=== EXERCISE PASSAGE ===

We should expect to see this throughout the world, as the climate crisis intensifies. We should expect to see this especially in intelligent or social species. Game theory predicts that, from the point of view of parents, when the population is expanding it is better to have sons and when the population is shrinking it is better to have daughters. A son might have a lot of children when times are good and zero children when times are bad. A daughter is likely to always have some children, and therefore is a safer bet when things are bad. This shifts the incentives for parents. When population is falling, parents have an incentive to care less about their sons, and to invest more resources in their daughters.
That much is known.
We can also speculate that if daughters are now receiving more investment as children, they are better positioned to go higher in society as they become adults. A general shift in political power, throughout social species, should be expected, as the climate crisis threatens more and more species with extinction.
This might extent to even those species in zoos, as their population usually is not allowed to expand.
This like most evolutionary psychology seems like one of those “anything goes” explanations that simply seems like a plausible explanation, but can just as easily be offered to explain falsehoods.
The problem with it is that one can invent a scenario that never happened and asked for an explanation and similar such plausible explanations can be proffered for it, but there's really no way to actually verify and test them.
It can just as easily be explained with “It is a simple fluke that will repeat itself in another 70 years.”.
I know of the hypothesis, but it doesn't address the problem that it's an unfalsifiable explanation.
It's observing an event, formulating an explanation for it that sounds plausible enough, but the explanation is unfalsifiable, and a number of other explanations that are just as plausible and unfalsifiable can be proffered.

=== EXERCISE INSTRUCTIONS ===
#1 List every sentence in the passage on sons and daughters that begins with the word "We."
#2 Transcribe part of the passage on sons and daughters, beginning at the words "This might extent" and stopping after "an unfalsifiable explanation.".
#3 Answer these from the passage on sons and daughters:
(a) According to game theory, is it better for parents to have sons or daughters when the population is shrinking?
(b) How many years are named in the "simple fluke" explanation?
(c) Which animals are said to usually not be allowed to expand their population?
The records have nothing to do with the passage on sons and daughters.

=== INFORMATION GIVEN ===
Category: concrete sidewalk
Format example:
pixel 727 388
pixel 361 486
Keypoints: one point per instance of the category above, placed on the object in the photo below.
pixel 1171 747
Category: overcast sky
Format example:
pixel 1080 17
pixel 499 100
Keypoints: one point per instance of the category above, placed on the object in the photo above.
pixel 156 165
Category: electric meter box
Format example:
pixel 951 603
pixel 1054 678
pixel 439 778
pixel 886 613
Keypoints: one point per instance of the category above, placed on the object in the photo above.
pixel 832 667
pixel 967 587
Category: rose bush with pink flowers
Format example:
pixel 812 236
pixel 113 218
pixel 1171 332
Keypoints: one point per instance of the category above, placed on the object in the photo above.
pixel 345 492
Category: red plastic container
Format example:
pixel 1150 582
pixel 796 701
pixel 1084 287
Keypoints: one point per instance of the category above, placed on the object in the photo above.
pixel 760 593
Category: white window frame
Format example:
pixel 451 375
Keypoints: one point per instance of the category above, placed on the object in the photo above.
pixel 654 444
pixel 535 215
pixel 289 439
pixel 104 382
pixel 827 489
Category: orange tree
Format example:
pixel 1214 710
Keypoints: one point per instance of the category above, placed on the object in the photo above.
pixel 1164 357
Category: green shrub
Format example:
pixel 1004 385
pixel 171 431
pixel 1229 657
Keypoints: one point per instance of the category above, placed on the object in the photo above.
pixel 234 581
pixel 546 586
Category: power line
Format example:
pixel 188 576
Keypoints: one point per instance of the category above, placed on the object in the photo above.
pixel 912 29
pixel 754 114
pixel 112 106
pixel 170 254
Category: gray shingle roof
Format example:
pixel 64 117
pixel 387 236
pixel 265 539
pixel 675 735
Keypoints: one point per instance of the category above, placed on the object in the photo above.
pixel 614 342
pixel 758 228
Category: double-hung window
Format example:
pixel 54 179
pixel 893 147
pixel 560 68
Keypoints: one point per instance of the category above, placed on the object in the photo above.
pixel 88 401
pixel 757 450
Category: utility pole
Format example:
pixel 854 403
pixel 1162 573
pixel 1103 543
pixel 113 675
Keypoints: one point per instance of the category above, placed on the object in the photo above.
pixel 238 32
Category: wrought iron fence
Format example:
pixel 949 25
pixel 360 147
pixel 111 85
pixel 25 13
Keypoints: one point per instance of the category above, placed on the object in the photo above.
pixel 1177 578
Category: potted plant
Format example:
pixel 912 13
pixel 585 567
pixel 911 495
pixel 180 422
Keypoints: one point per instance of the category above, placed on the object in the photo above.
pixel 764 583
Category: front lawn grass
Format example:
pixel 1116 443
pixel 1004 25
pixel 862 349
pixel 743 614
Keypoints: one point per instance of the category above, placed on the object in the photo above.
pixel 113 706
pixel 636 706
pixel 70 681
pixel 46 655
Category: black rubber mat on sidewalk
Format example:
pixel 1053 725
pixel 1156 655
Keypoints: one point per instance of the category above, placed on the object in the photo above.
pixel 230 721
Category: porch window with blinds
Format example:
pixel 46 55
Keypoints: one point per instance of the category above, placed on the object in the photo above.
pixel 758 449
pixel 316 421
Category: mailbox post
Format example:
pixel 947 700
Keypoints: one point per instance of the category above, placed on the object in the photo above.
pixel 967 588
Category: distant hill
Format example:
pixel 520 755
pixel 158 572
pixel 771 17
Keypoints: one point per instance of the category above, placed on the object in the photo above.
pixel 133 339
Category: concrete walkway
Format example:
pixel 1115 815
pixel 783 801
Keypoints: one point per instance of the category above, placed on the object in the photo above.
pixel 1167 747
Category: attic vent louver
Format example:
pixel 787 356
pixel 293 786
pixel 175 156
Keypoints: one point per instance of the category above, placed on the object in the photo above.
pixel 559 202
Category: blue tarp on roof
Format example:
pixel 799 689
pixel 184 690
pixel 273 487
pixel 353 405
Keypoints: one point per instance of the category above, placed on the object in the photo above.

=== OUTPUTS FOR THE TASKS ===
#1
We should expect to see this throughout the world, as the climate crisis intensifies.
We should expect to see this especially in intelligent or social species.
We can also speculate that if daughters are now receiving more investment as children, they are better positioned to go higher in society as they become adults.

#2
This might extent to even those species in zoos, as their population usually is not allowed to expand.
This like most evolutionary psychology seems like one of those “anything goes” explanations that simply seems like a plausible explanation, but can just as easily be offered to explain falsehoods.
The problem with it is that one can invent a scenario that never happened and asked for an explanation and similar such plausible explanations can be proffered for it, but there's really no way to actually verify and test them.
It can just as easily be explained with “It is a simple fluke that will repeat itself in another 70 years.”.
I know of the hypothesis, but it doesn't address the problem that it's an unfalsifiable explanation.

#3
(a) Daughters.
(b) 70 years.
(c) Species in zoos.